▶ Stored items
--- --- ---

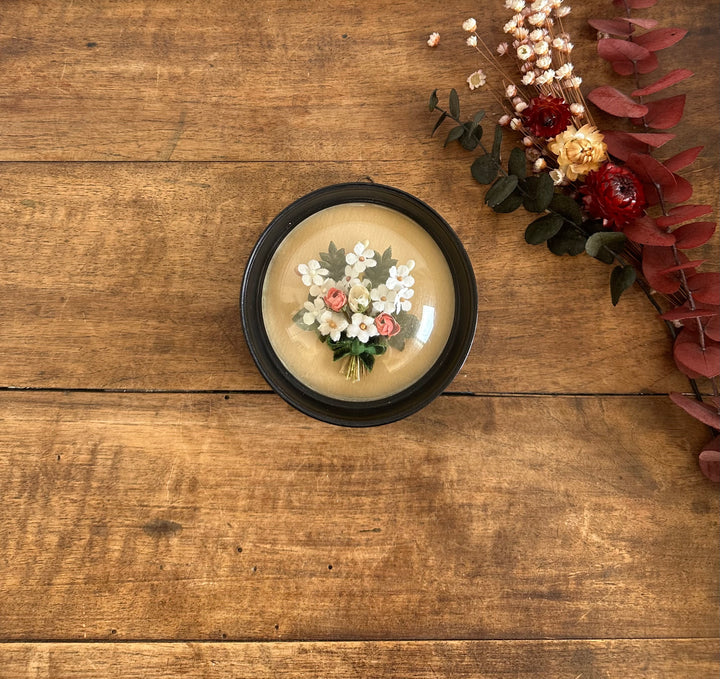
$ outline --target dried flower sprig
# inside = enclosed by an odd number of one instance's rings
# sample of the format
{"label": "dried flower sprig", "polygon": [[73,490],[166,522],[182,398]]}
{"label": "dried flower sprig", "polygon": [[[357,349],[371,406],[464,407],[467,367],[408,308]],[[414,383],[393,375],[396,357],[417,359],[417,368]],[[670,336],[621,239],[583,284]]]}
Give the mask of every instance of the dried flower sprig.
{"label": "dried flower sprig", "polygon": [[[641,86],[640,76],[658,66],[655,52],[686,33],[657,29],[654,20],[631,15],[631,10],[656,2],[613,0],[625,16],[590,20],[599,31],[599,55],[616,73],[632,76],[634,89],[628,95],[602,86],[592,90],[588,100],[607,114],[629,119],[639,130],[601,131],[595,126],[580,91],[582,80],[569,59],[573,43],[562,19],[570,9],[563,0],[506,0],[505,7],[512,12],[503,27],[508,42],[501,42],[496,50],[478,34],[474,19],[463,23],[470,33],[467,44],[502,83],[498,90],[488,82],[503,108],[492,150],[480,142],[484,111],[462,122],[455,90],[450,92],[448,110],[438,105],[437,91],[432,93],[430,110],[440,112],[433,133],[452,119],[456,125],[445,143],[457,140],[468,150],[480,147],[482,153],[471,171],[478,182],[491,185],[485,202],[496,212],[523,206],[540,215],[525,231],[528,243],[546,243],[556,255],[585,252],[613,264],[613,304],[633,283],[641,287],[670,330],[675,362],[690,379],[695,397],[673,393],[670,398],[713,430],[714,439],[701,451],[699,461],[703,473],[719,481],[720,274],[700,272],[702,261],[691,261],[683,252],[706,243],[716,223],[691,221],[712,208],[687,204],[692,186],[678,174],[702,147],[663,162],[653,156],[673,138],[665,130],[680,122],[685,96],[649,101],[647,97],[693,75],[679,68]],[[504,69],[505,58],[514,60],[516,75],[509,76]],[[468,78],[468,85],[476,89],[486,80],[481,69]],[[500,157],[503,127],[520,140],[510,153],[507,170]],[[712,396],[701,395],[696,381],[701,377],[709,380]]]}

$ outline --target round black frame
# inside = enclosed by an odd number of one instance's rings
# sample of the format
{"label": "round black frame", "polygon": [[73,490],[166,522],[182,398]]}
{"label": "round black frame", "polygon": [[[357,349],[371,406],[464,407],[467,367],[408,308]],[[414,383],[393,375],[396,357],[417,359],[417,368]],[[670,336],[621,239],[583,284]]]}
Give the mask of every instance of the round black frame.
{"label": "round black frame", "polygon": [[[262,319],[265,274],[285,237],[310,215],[343,203],[373,203],[396,210],[424,228],[443,253],[453,274],[455,317],[441,357],[406,389],[373,401],[343,401],[324,396],[297,380],[273,351]],[[268,384],[290,405],[323,422],[346,427],[389,424],[424,408],[439,396],[462,367],[477,324],[475,274],[457,234],[431,207],[392,186],[333,184],[288,205],[267,226],[250,254],[240,292],[240,314],[250,353]]]}

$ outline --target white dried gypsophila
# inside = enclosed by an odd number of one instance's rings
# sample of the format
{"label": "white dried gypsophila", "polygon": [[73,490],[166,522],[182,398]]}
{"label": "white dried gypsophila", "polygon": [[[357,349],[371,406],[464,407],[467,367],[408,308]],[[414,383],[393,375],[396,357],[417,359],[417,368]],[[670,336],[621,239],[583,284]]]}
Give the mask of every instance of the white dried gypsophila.
{"label": "white dried gypsophila", "polygon": [[504,33],[512,33],[517,28],[517,22],[513,19],[510,19],[504,26],[503,26],[503,32]]}
{"label": "white dried gypsophila", "polygon": [[533,42],[540,42],[545,38],[545,31],[540,28],[536,28],[535,30],[530,32],[528,38],[530,38],[530,40],[532,40]]}
{"label": "white dried gypsophila", "polygon": [[578,88],[578,87],[580,87],[580,85],[582,85],[582,78],[579,75],[573,76],[572,78],[568,78],[567,85],[568,85],[568,87]]}
{"label": "white dried gypsophila", "polygon": [[468,36],[468,39],[465,42],[468,47],[475,47],[477,45],[477,35]]}
{"label": "white dried gypsophila", "polygon": [[430,47],[437,47],[439,42],[440,42],[440,34],[439,33],[431,33],[430,37],[428,38],[427,44]]}
{"label": "white dried gypsophila", "polygon": [[579,118],[580,116],[585,115],[585,107],[577,102],[570,104],[570,113],[572,113],[576,118]]}
{"label": "white dried gypsophila", "polygon": [[555,80],[564,80],[572,73],[573,65],[570,63],[563,64],[555,71]]}
{"label": "white dried gypsophila", "polygon": [[558,186],[565,181],[565,175],[563,174],[562,170],[556,168],[554,170],[550,170],[549,174],[550,179],[553,180],[553,184],[555,184],[555,186]]}
{"label": "white dried gypsophila", "polygon": [[547,71],[544,71],[537,78],[535,78],[535,83],[537,85],[547,85],[548,83],[552,82],[554,78],[555,71],[549,68]]}
{"label": "white dried gypsophila", "polygon": [[536,59],[535,66],[537,66],[537,68],[540,68],[542,70],[550,68],[550,66],[552,66],[552,57],[550,55],[546,54],[545,56],[542,56],[539,59]]}
{"label": "white dried gypsophila", "polygon": [[532,85],[535,82],[535,71],[528,71],[523,77],[522,77],[522,84],[523,85]]}
{"label": "white dried gypsophila", "polygon": [[505,0],[505,9],[522,12],[525,9],[525,0]]}
{"label": "white dried gypsophila", "polygon": [[508,44],[506,42],[501,42],[497,46],[497,53],[502,57],[508,53]]}
{"label": "white dried gypsophila", "polygon": [[462,23],[463,31],[467,31],[468,33],[472,33],[477,28],[477,21],[470,17],[469,19],[465,19]]}
{"label": "white dried gypsophila", "polygon": [[531,146],[535,146],[535,140],[532,137],[523,137],[522,143],[523,146],[528,149]]}
{"label": "white dried gypsophila", "polygon": [[530,5],[531,12],[544,12],[546,9],[550,9],[548,0],[535,0],[535,2]]}
{"label": "white dried gypsophila", "polygon": [[559,18],[566,17],[570,12],[572,11],[572,8],[569,5],[561,5],[555,10],[555,16]]}
{"label": "white dried gypsophila", "polygon": [[548,44],[544,40],[536,42],[535,46],[533,47],[535,54],[547,54],[549,49],[550,48],[548,47]]}
{"label": "white dried gypsophila", "polygon": [[542,172],[547,167],[547,163],[545,162],[545,158],[538,158],[533,163],[533,172]]}
{"label": "white dried gypsophila", "polygon": [[525,38],[529,35],[529,31],[524,26],[521,26],[520,28],[515,29],[514,35],[518,40],[525,40]]}
{"label": "white dried gypsophila", "polygon": [[505,88],[505,96],[508,99],[511,99],[516,94],[517,94],[517,87],[515,87],[515,85],[513,85],[512,83]]}
{"label": "white dried gypsophila", "polygon": [[510,116],[506,113],[498,118],[498,125],[506,127],[510,123]]}
{"label": "white dried gypsophila", "polygon": [[540,157],[540,151],[536,149],[535,147],[525,149],[525,157],[531,162],[534,163],[539,157]]}
{"label": "white dried gypsophila", "polygon": [[527,107],[528,104],[526,101],[520,101],[515,104],[515,113],[522,113]]}
{"label": "white dried gypsophila", "polygon": [[565,47],[564,38],[553,38],[552,46],[556,50],[561,50],[563,47]]}
{"label": "white dried gypsophila", "polygon": [[536,14],[531,14],[527,20],[528,23],[533,26],[544,26],[548,18],[542,12],[537,12]]}
{"label": "white dried gypsophila", "polygon": [[522,127],[522,120],[520,118],[512,118],[510,120],[510,129],[519,130]]}

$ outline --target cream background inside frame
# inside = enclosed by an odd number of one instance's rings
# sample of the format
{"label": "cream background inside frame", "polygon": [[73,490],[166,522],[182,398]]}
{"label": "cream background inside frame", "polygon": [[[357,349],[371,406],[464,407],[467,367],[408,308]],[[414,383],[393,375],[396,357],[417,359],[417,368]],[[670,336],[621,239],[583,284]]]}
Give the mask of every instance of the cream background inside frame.
{"label": "cream background inside frame", "polygon": [[[415,262],[410,313],[419,320],[417,330],[402,351],[388,348],[357,382],[345,377],[347,359],[333,361],[317,333],[293,321],[308,300],[298,265],[320,259],[331,241],[346,253],[369,241],[376,258],[391,247],[398,265]],[[452,274],[432,236],[404,214],[372,203],[342,203],[307,217],[280,243],[263,281],[262,318],[274,352],[300,383],[342,401],[387,398],[410,387],[442,356],[454,314]]]}

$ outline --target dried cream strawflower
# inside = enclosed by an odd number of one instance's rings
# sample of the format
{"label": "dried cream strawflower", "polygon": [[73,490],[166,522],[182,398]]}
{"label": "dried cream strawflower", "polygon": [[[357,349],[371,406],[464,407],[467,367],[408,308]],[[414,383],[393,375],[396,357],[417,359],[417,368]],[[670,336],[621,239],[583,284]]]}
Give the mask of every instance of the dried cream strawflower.
{"label": "dried cream strawflower", "polygon": [[437,47],[438,43],[440,42],[440,34],[439,33],[431,33],[430,37],[428,38],[428,45],[430,47]]}
{"label": "dried cream strawflower", "polygon": [[470,17],[469,19],[465,19],[462,24],[463,31],[467,31],[468,33],[472,33],[477,28],[477,21]]}
{"label": "dried cream strawflower", "polygon": [[522,120],[520,118],[512,118],[510,120],[510,129],[519,130],[522,127]]}
{"label": "dried cream strawflower", "polygon": [[525,0],[505,0],[505,9],[522,12],[525,9]]}
{"label": "dried cream strawflower", "polygon": [[503,32],[504,33],[512,33],[517,28],[517,21],[514,19],[510,19],[504,26],[503,26]]}
{"label": "dried cream strawflower", "polygon": [[535,54],[547,54],[548,49],[550,48],[544,40],[541,40],[540,42],[535,43],[535,47],[533,49],[535,50]]}
{"label": "dried cream strawflower", "polygon": [[545,32],[539,28],[536,28],[530,33],[530,35],[528,35],[528,38],[530,38],[530,40],[532,40],[533,42],[540,42],[544,37]]}
{"label": "dried cream strawflower", "polygon": [[534,163],[542,154],[540,153],[540,149],[535,148],[534,146],[525,149],[525,157],[531,162]]}
{"label": "dried cream strawflower", "polygon": [[555,80],[562,80],[570,76],[573,70],[573,65],[570,63],[563,64],[557,71],[555,71]]}
{"label": "dried cream strawflower", "polygon": [[550,68],[550,66],[552,66],[552,57],[546,54],[539,59],[536,59],[535,66],[542,69]]}
{"label": "dried cream strawflower", "polygon": [[517,48],[517,55],[518,59],[526,61],[533,55],[533,51],[529,45],[520,45],[520,47]]}
{"label": "dried cream strawflower", "polygon": [[531,146],[535,146],[535,140],[532,137],[523,137],[522,143],[523,146],[528,149]]}
{"label": "dried cream strawflower", "polygon": [[528,71],[523,77],[522,77],[522,84],[523,85],[532,85],[535,82],[535,71]]}
{"label": "dried cream strawflower", "polygon": [[538,158],[533,163],[533,172],[542,172],[547,167],[547,163],[545,162],[545,158]]}
{"label": "dried cream strawflower", "polygon": [[530,34],[530,32],[524,26],[521,26],[520,28],[515,29],[515,33],[514,33],[515,37],[518,40],[525,40],[525,38],[527,38],[529,34]]}
{"label": "dried cream strawflower", "polygon": [[585,115],[585,107],[577,102],[570,104],[570,113],[572,113],[576,118],[579,118],[580,116]]}
{"label": "dried cream strawflower", "polygon": [[571,11],[572,10],[569,5],[562,5],[555,10],[555,15],[562,19],[562,17],[566,17],[570,14]]}
{"label": "dried cream strawflower", "polygon": [[505,88],[505,96],[506,96],[508,99],[512,99],[516,94],[517,94],[517,87],[515,87],[515,85],[513,85],[512,83],[510,83],[510,85],[508,85],[508,86]]}
{"label": "dried cream strawflower", "polygon": [[558,186],[559,184],[562,184],[565,181],[565,175],[563,174],[562,170],[550,170],[550,179],[553,180],[553,184],[555,186]]}
{"label": "dried cream strawflower", "polygon": [[582,78],[579,75],[573,76],[572,78],[568,78],[567,85],[568,85],[568,87],[578,88],[578,87],[580,87],[580,85],[582,85]]}
{"label": "dried cream strawflower", "polygon": [[508,53],[508,44],[506,42],[501,42],[497,46],[497,53],[502,57]]}
{"label": "dried cream strawflower", "polygon": [[554,78],[555,71],[549,68],[547,71],[543,71],[537,78],[535,78],[535,83],[537,85],[547,85],[547,83],[552,82]]}
{"label": "dried cream strawflower", "polygon": [[543,26],[547,21],[547,17],[542,12],[538,12],[537,14],[531,14],[527,20],[533,26]]}
{"label": "dried cream strawflower", "polygon": [[483,73],[483,70],[481,68],[475,71],[475,73],[471,73],[467,79],[468,87],[471,90],[482,87],[486,82],[487,77],[485,76],[485,73]]}
{"label": "dried cream strawflower", "polygon": [[522,113],[527,107],[528,103],[526,101],[520,101],[515,104],[515,113]]}
{"label": "dried cream strawflower", "polygon": [[548,144],[548,149],[557,156],[560,170],[570,181],[597,170],[607,158],[603,136],[592,125],[579,130],[570,125]]}
{"label": "dried cream strawflower", "polygon": [[509,123],[510,123],[510,116],[507,115],[507,113],[498,118],[498,125],[500,125],[500,127],[506,127]]}
{"label": "dried cream strawflower", "polygon": [[477,35],[468,36],[468,39],[465,42],[467,43],[468,47],[475,47],[475,45],[477,45]]}

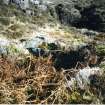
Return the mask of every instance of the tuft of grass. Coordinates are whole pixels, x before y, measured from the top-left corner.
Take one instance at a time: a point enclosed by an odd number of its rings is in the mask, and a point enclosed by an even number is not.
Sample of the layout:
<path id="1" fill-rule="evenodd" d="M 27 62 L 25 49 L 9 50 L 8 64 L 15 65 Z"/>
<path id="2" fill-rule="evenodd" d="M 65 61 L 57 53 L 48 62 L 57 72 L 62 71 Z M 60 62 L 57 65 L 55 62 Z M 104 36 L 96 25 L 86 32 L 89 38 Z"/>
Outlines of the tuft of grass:
<path id="1" fill-rule="evenodd" d="M 6 17 L 0 17 L 0 23 L 2 25 L 8 26 L 10 24 L 10 19 L 9 18 L 6 18 Z"/>
<path id="2" fill-rule="evenodd" d="M 23 35 L 23 31 L 11 31 L 7 30 L 6 32 L 3 33 L 7 38 L 9 39 L 16 39 L 20 38 Z"/>
<path id="3" fill-rule="evenodd" d="M 104 44 L 97 45 L 96 50 L 97 50 L 98 55 L 105 56 L 105 45 Z"/>

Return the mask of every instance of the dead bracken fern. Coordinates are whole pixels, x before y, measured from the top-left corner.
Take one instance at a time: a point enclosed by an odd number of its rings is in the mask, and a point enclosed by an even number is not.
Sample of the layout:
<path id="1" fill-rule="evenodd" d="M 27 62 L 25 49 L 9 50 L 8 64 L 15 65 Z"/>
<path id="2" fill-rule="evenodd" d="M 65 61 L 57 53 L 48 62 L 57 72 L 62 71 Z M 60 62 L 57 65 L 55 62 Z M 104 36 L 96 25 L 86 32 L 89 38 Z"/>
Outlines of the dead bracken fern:
<path id="1" fill-rule="evenodd" d="M 0 103 L 49 102 L 63 81 L 48 59 L 0 58 Z"/>
<path id="2" fill-rule="evenodd" d="M 91 103 L 67 86 L 76 72 L 57 71 L 48 58 L 0 58 L 0 104 Z"/>

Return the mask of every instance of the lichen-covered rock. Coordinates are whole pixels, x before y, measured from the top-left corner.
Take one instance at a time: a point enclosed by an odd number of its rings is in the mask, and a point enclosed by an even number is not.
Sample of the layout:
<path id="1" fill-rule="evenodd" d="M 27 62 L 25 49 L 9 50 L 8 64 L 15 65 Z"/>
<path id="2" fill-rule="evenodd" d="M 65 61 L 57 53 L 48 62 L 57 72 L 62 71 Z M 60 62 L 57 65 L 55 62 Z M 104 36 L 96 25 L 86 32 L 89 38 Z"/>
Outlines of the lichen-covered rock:
<path id="1" fill-rule="evenodd" d="M 78 30 L 78 32 L 80 34 L 87 35 L 87 36 L 90 36 L 90 37 L 96 37 L 97 35 L 99 35 L 98 32 L 92 31 L 92 30 L 88 30 L 88 29 L 85 29 L 85 28 L 77 29 L 77 30 Z"/>
<path id="2" fill-rule="evenodd" d="M 102 73 L 103 73 L 103 70 L 100 70 L 100 68 L 87 67 L 87 68 L 81 69 L 76 75 L 77 84 L 81 89 L 84 89 L 86 88 L 87 85 L 90 84 L 90 81 L 91 81 L 90 76 L 94 76 L 94 75 L 100 76 L 102 75 Z"/>
<path id="3" fill-rule="evenodd" d="M 57 43 L 55 38 L 51 38 L 45 34 L 38 33 L 38 35 L 33 38 L 22 40 L 21 41 L 24 43 L 24 48 L 27 49 L 32 55 L 38 57 L 46 55 L 49 50 L 57 50 L 60 48 L 59 43 Z"/>
<path id="4" fill-rule="evenodd" d="M 83 69 L 79 69 L 78 72 L 76 69 L 73 69 L 74 75 L 71 74 L 70 80 L 67 80 L 67 87 L 70 89 L 73 89 L 75 86 L 80 89 L 87 89 L 90 85 L 93 85 L 96 83 L 96 79 L 94 78 L 95 76 L 101 77 L 103 75 L 103 70 L 100 69 L 99 67 L 86 67 Z"/>

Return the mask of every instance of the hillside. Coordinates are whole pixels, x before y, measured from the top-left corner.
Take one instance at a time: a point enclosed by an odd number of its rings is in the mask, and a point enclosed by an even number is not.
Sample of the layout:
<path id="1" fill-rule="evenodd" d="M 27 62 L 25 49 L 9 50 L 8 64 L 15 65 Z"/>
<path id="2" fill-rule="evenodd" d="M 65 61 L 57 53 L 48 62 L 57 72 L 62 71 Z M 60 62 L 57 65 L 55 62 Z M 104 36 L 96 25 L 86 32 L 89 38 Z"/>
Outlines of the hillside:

--- --- ---

▶ EXERCISE DIRECTIONS
If a line in the data above holds the word "hillside", count it; give only the total.

▶ WRITTEN ANSWER
2